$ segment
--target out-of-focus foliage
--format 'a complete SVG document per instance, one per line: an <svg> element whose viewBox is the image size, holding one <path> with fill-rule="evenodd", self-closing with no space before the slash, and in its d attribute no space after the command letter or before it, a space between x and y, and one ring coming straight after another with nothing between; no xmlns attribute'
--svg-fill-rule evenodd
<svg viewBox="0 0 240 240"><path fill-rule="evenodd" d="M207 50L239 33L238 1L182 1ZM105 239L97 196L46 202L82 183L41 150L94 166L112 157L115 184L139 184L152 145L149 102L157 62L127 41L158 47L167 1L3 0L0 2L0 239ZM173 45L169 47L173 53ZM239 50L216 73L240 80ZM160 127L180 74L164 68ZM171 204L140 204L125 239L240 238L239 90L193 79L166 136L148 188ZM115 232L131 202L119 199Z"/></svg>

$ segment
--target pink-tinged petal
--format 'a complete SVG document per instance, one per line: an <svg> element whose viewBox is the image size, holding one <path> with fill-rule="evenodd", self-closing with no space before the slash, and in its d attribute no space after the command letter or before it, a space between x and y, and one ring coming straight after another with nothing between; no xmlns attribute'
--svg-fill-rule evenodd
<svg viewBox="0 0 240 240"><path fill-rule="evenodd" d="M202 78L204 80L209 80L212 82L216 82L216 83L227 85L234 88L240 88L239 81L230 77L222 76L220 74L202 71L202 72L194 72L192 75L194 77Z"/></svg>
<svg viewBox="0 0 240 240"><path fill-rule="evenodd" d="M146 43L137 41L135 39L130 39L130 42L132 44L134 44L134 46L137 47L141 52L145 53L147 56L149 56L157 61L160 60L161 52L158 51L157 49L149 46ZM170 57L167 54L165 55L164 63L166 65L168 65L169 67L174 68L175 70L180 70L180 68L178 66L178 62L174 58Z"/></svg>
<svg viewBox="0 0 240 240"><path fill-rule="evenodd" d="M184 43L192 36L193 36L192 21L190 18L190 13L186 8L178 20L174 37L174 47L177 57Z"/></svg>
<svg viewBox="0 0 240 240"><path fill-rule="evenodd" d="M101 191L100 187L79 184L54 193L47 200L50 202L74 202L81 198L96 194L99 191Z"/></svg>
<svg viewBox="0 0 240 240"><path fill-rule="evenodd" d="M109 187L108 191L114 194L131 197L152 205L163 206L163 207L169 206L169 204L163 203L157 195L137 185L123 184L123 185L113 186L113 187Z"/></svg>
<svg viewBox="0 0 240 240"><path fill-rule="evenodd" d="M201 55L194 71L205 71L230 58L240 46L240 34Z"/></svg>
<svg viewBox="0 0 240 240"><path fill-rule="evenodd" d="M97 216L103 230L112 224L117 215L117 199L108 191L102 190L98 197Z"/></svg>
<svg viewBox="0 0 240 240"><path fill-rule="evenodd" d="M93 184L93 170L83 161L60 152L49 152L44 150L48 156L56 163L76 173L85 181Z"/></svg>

TASK STATEMENT: Would you give the material above again, complete and exact?

PROBLEM SOLUTION:
$ segment
--target out-of-focus foliage
--format 'a complete SVG document per instance, one per line: an <svg> element whose viewBox is the image size, holding one <path> with fill-rule="evenodd", self-closing with no space before the slash, and in its d attribute no space after the command letter or before it, a space between x and y, and one ring coming straight after another with nothing between; no xmlns attribute'
--svg-fill-rule evenodd
<svg viewBox="0 0 240 240"><path fill-rule="evenodd" d="M207 50L239 33L238 1L182 1ZM105 239L97 196L46 202L82 183L41 150L94 166L112 157L115 184L139 184L152 145L149 102L157 62L127 41L158 47L167 1L3 0L0 2L0 239ZM173 45L169 47L173 53ZM239 50L216 73L240 80ZM160 127L180 74L164 68ZM171 204L140 204L125 239L240 238L239 90L193 79L166 136L148 188ZM115 232L131 202L119 199Z"/></svg>

$ segment
--target pink-tinged petal
--format 'a complete SVG document per instance, one per line: an <svg> element whose viewBox is the image size, holding one <path> with fill-rule="evenodd", self-closing with no space before the slash, and in its d attribute no space after the command letter or before it, a space between x and y, and one ring coming straight after another with nothing between; no xmlns attribute'
--svg-fill-rule evenodd
<svg viewBox="0 0 240 240"><path fill-rule="evenodd" d="M202 78L204 80L209 80L212 82L216 82L216 83L227 85L234 88L240 88L239 81L230 77L222 76L220 74L202 71L202 72L194 72L192 75L194 77Z"/></svg>
<svg viewBox="0 0 240 240"><path fill-rule="evenodd" d="M146 43L137 41L135 39L130 39L130 42L132 44L134 44L134 46L137 47L141 52L145 53L147 56L149 56L157 61L160 60L161 52L158 51L157 49L149 46ZM170 57L167 54L165 55L164 63L166 65L168 65L169 67L174 68L175 70L180 70L180 68L178 66L178 62L174 58Z"/></svg>
<svg viewBox="0 0 240 240"><path fill-rule="evenodd" d="M184 43L192 36L193 36L192 21L190 18L190 13L186 8L178 20L174 37L174 47L177 57Z"/></svg>
<svg viewBox="0 0 240 240"><path fill-rule="evenodd" d="M101 191L100 187L79 184L54 193L47 200L50 202L74 202L81 198L96 194L99 191Z"/></svg>
<svg viewBox="0 0 240 240"><path fill-rule="evenodd" d="M109 187L108 191L114 194L131 197L152 205L163 206L163 207L169 206L169 204L163 203L157 195L137 185L123 184L123 185L113 186L113 187Z"/></svg>
<svg viewBox="0 0 240 240"><path fill-rule="evenodd" d="M201 55L194 71L205 71L230 58L240 46L240 34Z"/></svg>
<svg viewBox="0 0 240 240"><path fill-rule="evenodd" d="M97 216L103 230L112 224L117 215L117 199L108 191L102 190L98 197Z"/></svg>
<svg viewBox="0 0 240 240"><path fill-rule="evenodd" d="M93 184L93 170L83 161L60 152L49 152L44 150L48 156L56 163L76 173L85 181Z"/></svg>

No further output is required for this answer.